### AUFGABENLISTE
1. Gib den Forenthread zum Seitenumbruch in Access-Berichten wortgetreu wieder, beginnend bei „Hallo zusammen!“ und endend bei „Rechnungen verwaltet kann.“.
2. Schreib den Forenthread zum Seitenumbruch in Access-Berichten im Anschluss an seine letzte Zeile weiter.

### DOKUMENTAUSZUG
# Seitenumbruch in einem Bericht bei Access



## TheYxin (23. Mai 2005)

Hallo zusammen!

Ich habe volgendes Problem:
1. bin nicht wirklich gut in Access 
2. soll für einen Kunden ein Formular in Access erstellen inwelchem er seine Lieferscheine und Rechnungen verwaltet kann.
Da ist mir aber leider volgendes problem aufgetaucht. 
Und zwar sollen nach einer bestimmten anzahl von waren im bericht ein zeilen / Seitenumbruch erfolgen. Habe schon google von oben bis unten abgesucht. Die Tutorials die dort drinne stehen/standen haben mir leider nicht wirklich geholfen.

Ich hoffe jemand von euch kann mir helfen

vielen dank schon einmal

mfg

YxiN


----------



## Slizzzer (26. Mai 2005)

[Gespeicherte Dateneinträge]

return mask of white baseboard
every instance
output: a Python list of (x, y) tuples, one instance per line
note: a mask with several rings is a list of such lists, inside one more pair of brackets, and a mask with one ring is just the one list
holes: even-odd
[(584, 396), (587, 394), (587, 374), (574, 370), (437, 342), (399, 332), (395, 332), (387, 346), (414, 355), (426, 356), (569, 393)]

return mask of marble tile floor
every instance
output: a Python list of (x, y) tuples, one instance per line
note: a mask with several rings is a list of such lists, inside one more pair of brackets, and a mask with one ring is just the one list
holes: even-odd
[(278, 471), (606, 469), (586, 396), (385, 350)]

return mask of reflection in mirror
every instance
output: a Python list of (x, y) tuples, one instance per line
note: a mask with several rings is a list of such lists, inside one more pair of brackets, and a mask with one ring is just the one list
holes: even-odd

### DIE ANTWORTEN
1.
Hallo zusammen!

Ich habe volgendes Problem:
1. bin nicht wirklich gut in Access 
2. soll für einen Kunden ein Formular in Access erstellen inwelchem er seine Lieferscheine und Rechnungen verwaltet kann.

2.
Moin!
Öffne mal den Bericht in der Entwurfsansicht. Im Menü Ansicht->Sortieren und Gruppieren öffnen. Da kannst einiges einstellen für Gruppieren, Intervall usw.

Keine Ahnung, ob es das ist, was du suchst.


----------



## TheYxin (26. Mai 2005)

Hey cool danke =) es hat funktioniert =)

hab echt verdamt viele tutorials ausprobiert... abe ralle vbe scripts gingen net... 
und dann ist es so einfach....

naja aber musste ja so kommen =)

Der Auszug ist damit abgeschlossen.